● Ausgangstext
%%

In einem altheidnischen Kult, den die ersten Besiedler der Umgebung von Sachsenburg aus dem Norden mitbrachten, wurzelt die Sage vom Heiligen Mann der Niklai und von Briccius in Heiligenblut.
Zu den ätiologischen Sagen im weiteren Sinne gehören auch die von großen Freveln und ihrer Strafe. Denn in diesen handelt es sich meistens um die phantasievolle Erklärung von Naturerscheinungen: Was mag an Stellen, die heute von großen Wassermassen bedeckt sind, einst vorgegangen sein? Wie ist das Vorhandensein ausgedehnter Schneefelder und Gletscher oder die Schuttmassen von verheerenden Bergstürzen und Lawinen zu erklären? Warum gibt es im Lande so viele aufgelassene Bergwerke und halbverschüttete Stollen? Was bedeuten die Felsen, in denen die Phantasie menschliche Gestalten zu erblicken glaubt? Die Sage ist geneigt, in ihnen die Spuren göttlicher Strafgerichte für sündhaften Übermut oder Herzlosigkeit der früheren Geschlechter zu erblicken. Wo der Pflug Mauerreste und andere Zeugen alter Ansiedlungen zutage fördert, da muß einst eine Stadt gestanden haben, deren Bewohner den Zorn Gottes herausforderten. Frevler aller Art wurden auf der Stelle zu Stein. Eine sündhafte Stadt, das Dorf, wo lauter Hartherzige wohnten sind von den Fluten verschlungen worden. Bei den Sagen dieser Gruppe kommt hinzu, daß die lautlose Stille, die über einer breiten, ruhigen Wasserfläche brütet, oder der Sturmwind im naiven Menschen auch Klangwirkungen ausgelöst haben mag. Gleich halb vernehmbaren, fernen Glockentönen klingt es aus dem See zu gewissen Zeiten an das Ohr des einsamen Fährmanns, und wer mag es ihm verdenken, daß er in solchen Augenblicken von Städten träumt, die vom Wasser verschlungen wurden, oder von Glocken, die sich selbst vor Gram ins Wasser gestürzt?

%%

● Bereitgestelltes Material
%%

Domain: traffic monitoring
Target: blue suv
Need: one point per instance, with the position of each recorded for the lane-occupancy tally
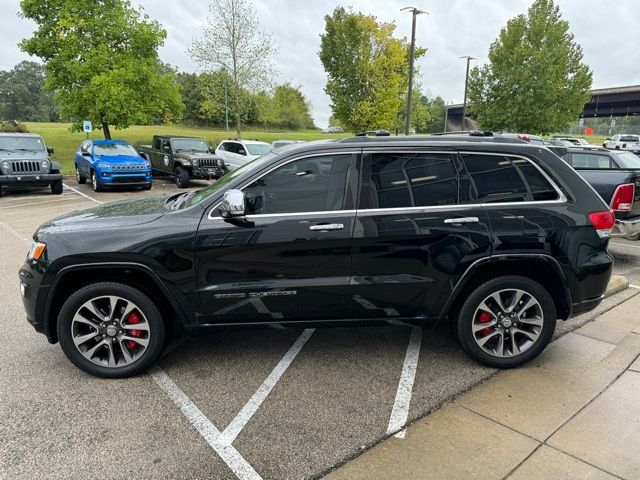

%%

● Aufgaben
**A.** Worin wurzelt laut dem Ausgangstext über Sagen die Sage vom Heiligen Mann der Niklai und von Briccius in Heiligenblut?
**B.** Zählen Sie alle Erscheinungen auf, nach deren Erklärung der Ausgangstext über Sagen in den Fragen zwischen „Naturerscheinungen:“ und „Die Sage ist geneigt“ fragt.
**C.** Setzen Sie den Ausgangstext über Sagen von Freveln und ihrer Strafe nach seinem letzten Satz fort.

● Lösungen
**A.** Sie wurzelt in einem altheidnischen Kult, den die ersten Besiedler der Umgebung von Sachsenburg aus dem Norden mitbrachten.

**B.**
- Stellen, die heute von großen Wassermassen bedeckt sind
- ausgedehnte Schneefelder und Gletscher
- Schuttmassen von verheerenden Bergstürzen und Lawinen
- aufgelassene Bergwerke und halbverschüttete Stollen
- Felsen, in denen die Phantasie menschliche Gestalten zu erblicken glaubt

**C.**
Hoch oben in den Bergen tritt an Stelle des Wassers das Eis des Gletschers. Was solchen Sagen im Volk eine starke Wirkung sichert, ist, daß sie an die Stätte der Öde und Verlassenheit früheren Reichtum und Wohlstand setzen und von einem goldenen Zeitalter erzählen, das die Menschen durch eigene Schuld verscherzt haben. Mag in den übrigen Fällen, und es gibt deren überall genug, jene rein psychologische Erklärung ausreichen, so fehlt wenigstens den kärntischen Sagen dieser Art nicht ein tatsächlicher Kern.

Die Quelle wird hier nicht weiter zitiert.